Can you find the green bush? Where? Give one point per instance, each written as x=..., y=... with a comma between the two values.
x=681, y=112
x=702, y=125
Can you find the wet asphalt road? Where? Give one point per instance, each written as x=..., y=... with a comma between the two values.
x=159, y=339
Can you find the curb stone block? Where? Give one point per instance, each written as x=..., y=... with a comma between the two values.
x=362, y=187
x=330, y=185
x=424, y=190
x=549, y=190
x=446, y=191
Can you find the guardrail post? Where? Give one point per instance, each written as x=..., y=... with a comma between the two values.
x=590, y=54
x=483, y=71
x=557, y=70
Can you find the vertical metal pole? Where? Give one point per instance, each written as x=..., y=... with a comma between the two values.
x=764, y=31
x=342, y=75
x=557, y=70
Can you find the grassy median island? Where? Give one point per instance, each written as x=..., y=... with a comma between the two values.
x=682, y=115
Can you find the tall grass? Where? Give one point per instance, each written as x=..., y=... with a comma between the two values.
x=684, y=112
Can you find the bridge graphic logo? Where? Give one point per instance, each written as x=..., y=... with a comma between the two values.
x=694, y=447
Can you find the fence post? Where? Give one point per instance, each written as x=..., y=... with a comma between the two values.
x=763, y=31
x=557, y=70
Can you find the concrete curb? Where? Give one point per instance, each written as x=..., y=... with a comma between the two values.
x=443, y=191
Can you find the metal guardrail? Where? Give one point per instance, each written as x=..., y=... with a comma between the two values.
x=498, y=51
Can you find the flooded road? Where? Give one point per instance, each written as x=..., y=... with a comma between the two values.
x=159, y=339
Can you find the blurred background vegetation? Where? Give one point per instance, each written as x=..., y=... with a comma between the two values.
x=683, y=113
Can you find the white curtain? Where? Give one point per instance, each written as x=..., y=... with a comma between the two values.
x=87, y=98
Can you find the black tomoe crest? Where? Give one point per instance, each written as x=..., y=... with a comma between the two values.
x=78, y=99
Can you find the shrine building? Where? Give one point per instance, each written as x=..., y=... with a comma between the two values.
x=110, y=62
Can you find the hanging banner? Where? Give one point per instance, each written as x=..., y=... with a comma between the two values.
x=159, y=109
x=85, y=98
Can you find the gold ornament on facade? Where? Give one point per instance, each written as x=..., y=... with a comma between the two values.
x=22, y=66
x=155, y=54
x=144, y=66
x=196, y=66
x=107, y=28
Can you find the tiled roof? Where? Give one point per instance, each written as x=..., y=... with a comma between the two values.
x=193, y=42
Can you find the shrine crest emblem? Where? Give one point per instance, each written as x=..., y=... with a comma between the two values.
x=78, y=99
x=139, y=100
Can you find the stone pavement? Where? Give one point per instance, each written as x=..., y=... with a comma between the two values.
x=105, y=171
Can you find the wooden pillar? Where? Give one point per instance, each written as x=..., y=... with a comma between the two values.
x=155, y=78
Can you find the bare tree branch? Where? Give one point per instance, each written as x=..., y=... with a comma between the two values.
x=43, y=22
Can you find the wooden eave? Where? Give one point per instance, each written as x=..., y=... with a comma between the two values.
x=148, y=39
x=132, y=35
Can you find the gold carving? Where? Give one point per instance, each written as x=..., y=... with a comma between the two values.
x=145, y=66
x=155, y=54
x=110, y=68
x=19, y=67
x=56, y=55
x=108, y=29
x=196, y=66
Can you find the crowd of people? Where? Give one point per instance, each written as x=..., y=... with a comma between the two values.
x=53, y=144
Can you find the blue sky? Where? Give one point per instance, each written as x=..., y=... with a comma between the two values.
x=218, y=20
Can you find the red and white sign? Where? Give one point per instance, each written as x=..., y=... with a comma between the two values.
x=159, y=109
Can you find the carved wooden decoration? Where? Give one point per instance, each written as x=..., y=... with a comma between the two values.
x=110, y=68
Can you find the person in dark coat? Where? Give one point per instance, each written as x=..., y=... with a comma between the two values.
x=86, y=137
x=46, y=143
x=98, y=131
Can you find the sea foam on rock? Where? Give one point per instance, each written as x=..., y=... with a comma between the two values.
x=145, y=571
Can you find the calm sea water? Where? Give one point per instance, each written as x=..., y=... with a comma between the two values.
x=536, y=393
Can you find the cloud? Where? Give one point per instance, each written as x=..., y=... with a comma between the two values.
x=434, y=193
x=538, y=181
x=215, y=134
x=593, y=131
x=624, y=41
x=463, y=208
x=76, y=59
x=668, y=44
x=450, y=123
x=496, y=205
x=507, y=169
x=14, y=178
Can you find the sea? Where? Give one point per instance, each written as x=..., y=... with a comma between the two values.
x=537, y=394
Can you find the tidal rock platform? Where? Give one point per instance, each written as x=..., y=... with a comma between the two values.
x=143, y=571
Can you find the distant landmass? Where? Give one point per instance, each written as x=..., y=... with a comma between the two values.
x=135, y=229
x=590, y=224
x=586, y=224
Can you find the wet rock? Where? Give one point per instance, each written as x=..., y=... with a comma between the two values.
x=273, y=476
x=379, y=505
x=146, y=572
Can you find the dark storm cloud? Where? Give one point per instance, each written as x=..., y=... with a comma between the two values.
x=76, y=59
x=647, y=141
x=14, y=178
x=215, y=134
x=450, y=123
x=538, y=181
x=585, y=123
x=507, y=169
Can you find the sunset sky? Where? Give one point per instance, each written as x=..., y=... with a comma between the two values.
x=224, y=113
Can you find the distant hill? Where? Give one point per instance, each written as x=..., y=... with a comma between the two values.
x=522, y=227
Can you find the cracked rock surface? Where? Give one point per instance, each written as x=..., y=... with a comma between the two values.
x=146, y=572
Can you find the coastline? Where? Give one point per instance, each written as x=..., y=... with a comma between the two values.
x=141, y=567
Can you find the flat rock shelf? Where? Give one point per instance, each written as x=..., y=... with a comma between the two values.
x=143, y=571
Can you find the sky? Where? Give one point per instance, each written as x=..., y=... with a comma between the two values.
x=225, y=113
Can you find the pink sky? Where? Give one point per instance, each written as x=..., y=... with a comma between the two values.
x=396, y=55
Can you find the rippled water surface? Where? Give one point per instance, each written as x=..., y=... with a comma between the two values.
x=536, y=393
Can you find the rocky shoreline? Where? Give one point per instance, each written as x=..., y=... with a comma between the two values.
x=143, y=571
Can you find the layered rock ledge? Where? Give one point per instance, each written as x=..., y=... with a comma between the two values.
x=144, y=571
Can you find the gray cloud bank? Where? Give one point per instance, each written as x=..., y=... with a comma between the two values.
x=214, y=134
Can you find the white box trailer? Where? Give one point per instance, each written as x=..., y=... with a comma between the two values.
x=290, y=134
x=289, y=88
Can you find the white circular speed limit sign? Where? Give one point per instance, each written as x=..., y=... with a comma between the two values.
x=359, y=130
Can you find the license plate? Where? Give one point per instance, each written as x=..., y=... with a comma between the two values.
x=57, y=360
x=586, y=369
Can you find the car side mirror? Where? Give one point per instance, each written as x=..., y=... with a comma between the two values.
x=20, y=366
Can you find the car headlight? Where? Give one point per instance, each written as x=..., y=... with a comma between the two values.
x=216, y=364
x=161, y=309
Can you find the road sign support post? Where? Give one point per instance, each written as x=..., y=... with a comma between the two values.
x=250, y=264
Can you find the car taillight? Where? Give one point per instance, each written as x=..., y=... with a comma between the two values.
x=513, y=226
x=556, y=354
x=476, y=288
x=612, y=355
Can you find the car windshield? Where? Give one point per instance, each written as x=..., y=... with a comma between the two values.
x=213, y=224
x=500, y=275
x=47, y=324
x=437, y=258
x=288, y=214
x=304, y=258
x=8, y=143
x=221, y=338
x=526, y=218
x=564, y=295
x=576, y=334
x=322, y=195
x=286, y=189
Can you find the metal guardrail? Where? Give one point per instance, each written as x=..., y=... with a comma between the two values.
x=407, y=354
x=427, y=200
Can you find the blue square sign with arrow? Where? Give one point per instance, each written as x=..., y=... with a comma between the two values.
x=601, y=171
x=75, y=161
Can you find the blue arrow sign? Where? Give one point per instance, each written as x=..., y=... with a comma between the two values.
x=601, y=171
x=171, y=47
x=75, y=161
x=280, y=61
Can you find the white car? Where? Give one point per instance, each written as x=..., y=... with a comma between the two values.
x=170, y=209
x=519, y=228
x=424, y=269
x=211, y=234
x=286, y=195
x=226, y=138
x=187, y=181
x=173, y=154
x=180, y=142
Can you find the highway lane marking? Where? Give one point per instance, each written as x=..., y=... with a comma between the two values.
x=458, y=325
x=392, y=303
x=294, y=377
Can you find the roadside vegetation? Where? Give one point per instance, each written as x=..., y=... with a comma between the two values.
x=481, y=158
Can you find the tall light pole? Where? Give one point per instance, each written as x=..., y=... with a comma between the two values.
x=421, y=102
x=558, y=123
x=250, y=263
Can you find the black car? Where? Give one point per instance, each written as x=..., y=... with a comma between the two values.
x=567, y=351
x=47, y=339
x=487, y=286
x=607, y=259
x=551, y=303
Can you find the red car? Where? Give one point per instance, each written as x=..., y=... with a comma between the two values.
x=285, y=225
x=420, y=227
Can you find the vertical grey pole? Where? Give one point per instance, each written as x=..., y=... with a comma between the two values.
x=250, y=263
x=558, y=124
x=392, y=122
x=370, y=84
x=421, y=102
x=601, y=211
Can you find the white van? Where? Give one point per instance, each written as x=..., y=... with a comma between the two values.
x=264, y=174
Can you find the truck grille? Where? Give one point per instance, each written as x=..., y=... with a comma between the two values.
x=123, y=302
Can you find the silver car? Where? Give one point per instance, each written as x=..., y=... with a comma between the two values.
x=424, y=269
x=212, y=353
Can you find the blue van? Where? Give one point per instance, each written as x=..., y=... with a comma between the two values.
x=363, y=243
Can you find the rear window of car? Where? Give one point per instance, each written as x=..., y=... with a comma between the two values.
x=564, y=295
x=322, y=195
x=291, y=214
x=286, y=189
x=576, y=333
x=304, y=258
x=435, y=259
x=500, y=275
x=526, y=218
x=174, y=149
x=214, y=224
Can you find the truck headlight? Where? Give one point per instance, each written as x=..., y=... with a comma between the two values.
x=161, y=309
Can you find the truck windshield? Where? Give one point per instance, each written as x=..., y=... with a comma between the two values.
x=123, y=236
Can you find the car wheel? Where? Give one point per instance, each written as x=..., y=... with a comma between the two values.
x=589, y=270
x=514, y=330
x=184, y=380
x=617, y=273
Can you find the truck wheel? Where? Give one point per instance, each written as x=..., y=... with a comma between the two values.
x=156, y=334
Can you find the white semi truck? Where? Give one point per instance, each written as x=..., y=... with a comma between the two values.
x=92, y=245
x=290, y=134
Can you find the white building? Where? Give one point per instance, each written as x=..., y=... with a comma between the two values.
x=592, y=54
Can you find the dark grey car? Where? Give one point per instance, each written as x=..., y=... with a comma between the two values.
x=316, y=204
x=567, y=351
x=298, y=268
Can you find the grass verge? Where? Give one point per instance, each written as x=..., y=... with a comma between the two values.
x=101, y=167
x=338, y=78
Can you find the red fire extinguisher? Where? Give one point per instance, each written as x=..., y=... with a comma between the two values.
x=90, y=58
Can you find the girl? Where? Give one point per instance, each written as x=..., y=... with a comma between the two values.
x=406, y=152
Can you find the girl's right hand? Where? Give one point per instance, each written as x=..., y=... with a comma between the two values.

----------------------------------------

• _Problem statement_:
Everything from the line that contains "Can you find the white semi" through the end of the records must be duplicated exactly, and nothing outside that range.

• _Reply_:
Can you find the white semi truck? Where? Give one point per instance, each written as x=..., y=... with a comma between the two values.
x=92, y=245
x=290, y=134
Can you find the white building? Where? Give one point per instance, each written as x=..., y=... with a comma between the two values.
x=592, y=54
Can you find the dark grey car? Where? Give one point per instance, each written as x=..., y=... with a comma between the two values.
x=316, y=204
x=567, y=351
x=298, y=268
Can you find the grass verge? Where? Give one point per instance, each written as x=..., y=... with a comma between the two values.
x=101, y=167
x=338, y=78
Can you find the red fire extinguisher? Where? Give one point per instance, each written as x=..., y=... with a comma between the two values.
x=90, y=58
Can you find the girl? Where? Give one point per instance, each written as x=..., y=... with a comma between the two values.
x=406, y=152
Can you find the girl's right hand? Where? Give one point per instance, each written as x=..., y=... with a comma between the two values.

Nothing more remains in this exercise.